▸ Directions
Retype all of the data below line for line, without changing anything.

▸ Supplied information
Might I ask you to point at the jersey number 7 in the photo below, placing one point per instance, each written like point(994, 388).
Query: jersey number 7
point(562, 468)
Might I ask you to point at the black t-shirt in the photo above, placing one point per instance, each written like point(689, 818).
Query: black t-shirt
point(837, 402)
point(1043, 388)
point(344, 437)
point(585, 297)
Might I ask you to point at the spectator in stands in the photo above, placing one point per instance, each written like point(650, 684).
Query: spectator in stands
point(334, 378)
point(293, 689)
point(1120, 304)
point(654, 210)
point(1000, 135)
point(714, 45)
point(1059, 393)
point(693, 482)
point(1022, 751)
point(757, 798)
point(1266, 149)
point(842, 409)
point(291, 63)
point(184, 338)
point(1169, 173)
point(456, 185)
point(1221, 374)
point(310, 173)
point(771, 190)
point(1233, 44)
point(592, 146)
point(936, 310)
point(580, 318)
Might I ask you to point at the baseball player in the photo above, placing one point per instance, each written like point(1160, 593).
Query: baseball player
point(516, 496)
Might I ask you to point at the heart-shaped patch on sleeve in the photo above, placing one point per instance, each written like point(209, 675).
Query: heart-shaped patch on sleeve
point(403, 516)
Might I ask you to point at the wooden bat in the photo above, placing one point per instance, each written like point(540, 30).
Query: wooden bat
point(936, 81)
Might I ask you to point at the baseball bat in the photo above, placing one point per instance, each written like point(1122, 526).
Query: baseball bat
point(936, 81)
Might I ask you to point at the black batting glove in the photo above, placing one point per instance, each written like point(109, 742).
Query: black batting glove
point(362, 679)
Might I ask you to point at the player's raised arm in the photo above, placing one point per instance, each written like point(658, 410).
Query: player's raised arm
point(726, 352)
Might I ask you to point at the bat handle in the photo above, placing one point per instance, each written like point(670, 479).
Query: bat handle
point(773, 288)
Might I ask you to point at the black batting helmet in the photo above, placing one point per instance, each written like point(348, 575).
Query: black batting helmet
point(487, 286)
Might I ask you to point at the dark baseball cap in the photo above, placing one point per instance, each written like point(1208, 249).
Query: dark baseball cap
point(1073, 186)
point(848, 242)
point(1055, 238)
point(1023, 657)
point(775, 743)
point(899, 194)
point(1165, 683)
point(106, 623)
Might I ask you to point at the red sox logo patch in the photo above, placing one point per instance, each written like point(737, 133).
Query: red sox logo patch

▸ Response below
Might I ask you to point at the jersey number 7 in the photo below, placing one point per instance, each written like point(994, 388).
Query: jersey number 7
point(562, 468)
Might I ask you to point at the black t-shirt in the photo above, placing one point per instance, each written like point(689, 818).
Query: black t-shirt
point(837, 402)
point(1043, 388)
point(344, 437)
point(585, 297)
Might I ask you to point at the spectator in stands in the photo above, placing one point per instance, each written like point(650, 684).
Query: spectator in stands
point(334, 378)
point(293, 689)
point(1120, 304)
point(654, 210)
point(1000, 135)
point(714, 45)
point(1059, 393)
point(693, 482)
point(1022, 751)
point(757, 798)
point(1266, 149)
point(842, 409)
point(291, 63)
point(184, 338)
point(1169, 173)
point(456, 185)
point(1221, 374)
point(310, 173)
point(771, 190)
point(1233, 44)
point(592, 146)
point(936, 310)
point(580, 318)
Might I ask you to point at the baseball player in the photo above, placing one point per instance, each written like point(1160, 593).
Query: baseball player
point(516, 496)
Might I ask you to point at the heart-shaped patch on sleeve in the photo above, placing one point per instance, each written like point(209, 675).
Query: heart-shaped patch on sleeve
point(403, 516)
Might I ask you to point at the wooden bat in the photo above, placing one point per instance, each written like point(540, 30).
Query: wooden bat
point(936, 81)
Might I ask you to point at the baseball bat in the photo above, placing one point per instance, each written like point(1122, 526).
Query: baseball bat
point(936, 81)
Might I ask you to point at the black batting glove in the photo above, placing one point per instance, each written like point(109, 742).
Query: black batting glove
point(362, 679)
Might I ask you to point at the player's raised arm in the photo above, placing one point per instance, each written like point(658, 410).
Query: player's raised arm
point(726, 352)
Might I ask you to point at the bat handle in the photo above, placing one point per instance, each written like point(670, 479).
Query: bat handle
point(773, 288)
Might I ask you to point at the black batting helmet in the photo above, placing one point per instance, each written like point(348, 575).
Query: black batting helmet
point(487, 286)
Might I ask you to point at the dark baseball cap in the photo above, placing one point per instance, each written like point(1208, 249).
Query: dark baseball cap
point(1073, 186)
point(848, 242)
point(1055, 238)
point(1023, 657)
point(775, 743)
point(899, 194)
point(1165, 683)
point(106, 623)
Might I ask you to point at the red sox logo patch in the photo above, placing one point per instance, each written like point(737, 133).
Query: red sox logo patch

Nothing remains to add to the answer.